WRITTEN TASK 1: Locate each line in the records below that contains the string "wall", and copy those lines verbatim.
— Start of EXTRACT PROVIDED —
Key words: Capital Structure, Banking Sector, Determinants, Leverage and Profitability
Cite this Article: Bekele Abraham Diro, Investigation of Dynamic Involved In Determination of
Capital Structure of Karur Vysya Bank, India, International Journal of Management, 8(1), 2017, pp.
33–39.
http://www.iaeme.com/ijm/issues.asp?JType=IJM&VType=8&IType=1
1. INTRODUCTION
Capital composition matters to most firms in free markets, but there are differences. Companies in non-
financial industries need capital mainly to support funding such as to buy property and to build or acquire
production facilities and equipment to pursue new areas of business. While this is also true for banks, their
main focus is somewhat different. By its very nature, banking is an attempt to manage multiple and
seemingly opposing needs. Banks provide liquidity on demand to depositors through the current account and
extend credit as well as liquidity to their borrowers through lines of credit. Owing to these fundamental roles,
banks have always been concerned with both solvency and liquidity. Given the central role of market and
credit risk in their core business, the success of banks depend on their ability to identify, assess, monitor and
manage these risks in a sound and sophisticated way. Competitive and regulatory pressures are likely to
reinforce the central strategic issue of capital and profitability and cost of equity capital in shaping banking
strategy.
— End of EXTRACT PROVIDED —
— Start of MATERIAL TO PROCESS —
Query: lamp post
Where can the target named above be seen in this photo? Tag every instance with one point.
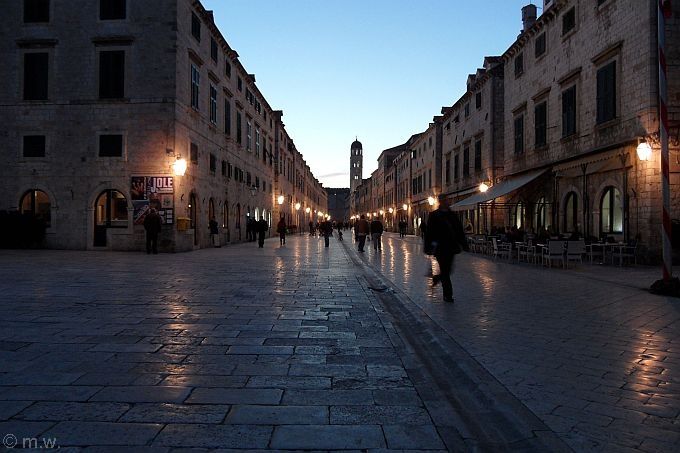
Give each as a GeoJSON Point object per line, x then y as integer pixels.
{"type": "Point", "coordinates": [297, 214]}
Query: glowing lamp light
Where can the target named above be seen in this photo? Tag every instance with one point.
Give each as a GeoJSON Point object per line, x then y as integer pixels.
{"type": "Point", "coordinates": [179, 167]}
{"type": "Point", "coordinates": [644, 151]}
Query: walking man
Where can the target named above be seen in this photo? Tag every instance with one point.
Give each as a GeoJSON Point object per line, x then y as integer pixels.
{"type": "Point", "coordinates": [376, 234]}
{"type": "Point", "coordinates": [261, 226]}
{"type": "Point", "coordinates": [444, 238]}
{"type": "Point", "coordinates": [361, 229]}
{"type": "Point", "coordinates": [152, 225]}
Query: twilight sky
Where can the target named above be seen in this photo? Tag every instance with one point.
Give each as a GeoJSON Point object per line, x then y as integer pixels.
{"type": "Point", "coordinates": [375, 69]}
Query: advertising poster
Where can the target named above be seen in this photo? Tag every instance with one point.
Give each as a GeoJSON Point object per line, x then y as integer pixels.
{"type": "Point", "coordinates": [152, 192]}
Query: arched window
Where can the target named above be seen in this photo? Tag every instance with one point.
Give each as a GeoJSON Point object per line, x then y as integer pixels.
{"type": "Point", "coordinates": [540, 215]}
{"type": "Point", "coordinates": [111, 209]}
{"type": "Point", "coordinates": [611, 209]}
{"type": "Point", "coordinates": [518, 215]}
{"type": "Point", "coordinates": [571, 213]}
{"type": "Point", "coordinates": [37, 203]}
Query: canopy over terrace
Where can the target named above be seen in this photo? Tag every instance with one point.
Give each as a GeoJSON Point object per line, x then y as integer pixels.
{"type": "Point", "coordinates": [498, 190]}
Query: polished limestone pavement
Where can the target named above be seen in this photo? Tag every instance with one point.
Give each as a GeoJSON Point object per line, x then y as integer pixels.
{"type": "Point", "coordinates": [306, 348]}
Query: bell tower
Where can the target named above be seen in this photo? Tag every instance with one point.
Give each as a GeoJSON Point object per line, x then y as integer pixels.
{"type": "Point", "coordinates": [355, 165]}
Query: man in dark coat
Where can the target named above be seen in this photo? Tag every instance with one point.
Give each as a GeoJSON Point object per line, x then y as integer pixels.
{"type": "Point", "coordinates": [262, 226]}
{"type": "Point", "coordinates": [444, 238]}
{"type": "Point", "coordinates": [152, 225]}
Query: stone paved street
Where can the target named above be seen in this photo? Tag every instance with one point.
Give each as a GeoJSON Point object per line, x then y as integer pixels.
{"type": "Point", "coordinates": [301, 347]}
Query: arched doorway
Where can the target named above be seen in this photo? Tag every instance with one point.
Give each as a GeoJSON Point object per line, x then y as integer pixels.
{"type": "Point", "coordinates": [110, 211]}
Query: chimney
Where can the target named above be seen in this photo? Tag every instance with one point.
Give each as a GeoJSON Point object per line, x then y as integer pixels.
{"type": "Point", "coordinates": [528, 17]}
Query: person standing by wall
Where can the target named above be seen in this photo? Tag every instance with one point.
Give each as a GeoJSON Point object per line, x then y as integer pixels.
{"type": "Point", "coordinates": [281, 229]}
{"type": "Point", "coordinates": [444, 238]}
{"type": "Point", "coordinates": [214, 232]}
{"type": "Point", "coordinates": [361, 229]}
{"type": "Point", "coordinates": [376, 234]}
{"type": "Point", "coordinates": [152, 225]}
{"type": "Point", "coordinates": [261, 226]}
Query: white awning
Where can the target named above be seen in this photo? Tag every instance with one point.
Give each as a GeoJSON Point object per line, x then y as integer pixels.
{"type": "Point", "coordinates": [497, 190]}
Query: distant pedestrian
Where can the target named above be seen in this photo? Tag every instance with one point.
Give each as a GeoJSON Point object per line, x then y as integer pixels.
{"type": "Point", "coordinates": [402, 228]}
{"type": "Point", "coordinates": [214, 232]}
{"type": "Point", "coordinates": [261, 226]}
{"type": "Point", "coordinates": [281, 229]}
{"type": "Point", "coordinates": [152, 225]}
{"type": "Point", "coordinates": [376, 234]}
{"type": "Point", "coordinates": [326, 229]}
{"type": "Point", "coordinates": [361, 229]}
{"type": "Point", "coordinates": [444, 239]}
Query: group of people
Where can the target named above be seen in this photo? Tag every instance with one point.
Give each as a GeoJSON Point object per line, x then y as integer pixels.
{"type": "Point", "coordinates": [362, 228]}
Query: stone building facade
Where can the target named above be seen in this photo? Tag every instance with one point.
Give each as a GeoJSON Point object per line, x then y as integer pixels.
{"type": "Point", "coordinates": [102, 98]}
{"type": "Point", "coordinates": [552, 126]}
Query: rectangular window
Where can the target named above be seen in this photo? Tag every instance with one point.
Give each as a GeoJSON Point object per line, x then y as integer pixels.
{"type": "Point", "coordinates": [569, 111]}
{"type": "Point", "coordinates": [213, 104]}
{"type": "Point", "coordinates": [112, 74]}
{"type": "Point", "coordinates": [213, 50]}
{"type": "Point", "coordinates": [227, 117]}
{"type": "Point", "coordinates": [112, 9]}
{"type": "Point", "coordinates": [568, 21]}
{"type": "Point", "coordinates": [36, 11]}
{"type": "Point", "coordinates": [540, 124]}
{"type": "Point", "coordinates": [193, 153]}
{"type": "Point", "coordinates": [238, 128]}
{"type": "Point", "coordinates": [466, 161]}
{"type": "Point", "coordinates": [196, 27]}
{"type": "Point", "coordinates": [110, 146]}
{"type": "Point", "coordinates": [34, 146]}
{"type": "Point", "coordinates": [606, 93]}
{"type": "Point", "coordinates": [519, 134]}
{"type": "Point", "coordinates": [35, 76]}
{"type": "Point", "coordinates": [539, 45]}
{"type": "Point", "coordinates": [195, 84]}
{"type": "Point", "coordinates": [519, 65]}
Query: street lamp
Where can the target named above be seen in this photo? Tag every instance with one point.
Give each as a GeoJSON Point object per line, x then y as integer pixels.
{"type": "Point", "coordinates": [644, 151]}
{"type": "Point", "coordinates": [179, 167]}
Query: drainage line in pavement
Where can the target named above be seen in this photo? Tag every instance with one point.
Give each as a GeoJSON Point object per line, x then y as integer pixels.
{"type": "Point", "coordinates": [470, 408]}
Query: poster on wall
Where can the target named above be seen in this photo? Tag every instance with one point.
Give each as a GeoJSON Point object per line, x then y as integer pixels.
{"type": "Point", "coordinates": [152, 192]}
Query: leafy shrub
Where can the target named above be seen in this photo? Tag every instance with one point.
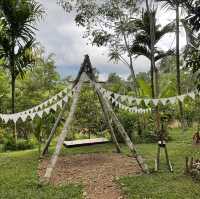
— End of MATERIAL TO PROCESS —
WRITTEN TASK 2: Render this sentence from the capital structure excerpt above into Spanish: "Owing to these fundamental roles, banks have always been concerned with both solvency and liquidity."

EXERCISE RESPONSE 1:
Query: person standing by wall
Query: poster on wall

EXERCISE RESPONSE 2: Debido a estas funciones fundamentales, los bancos siempre se han preocupado tanto por la solvencia como por la liquidez.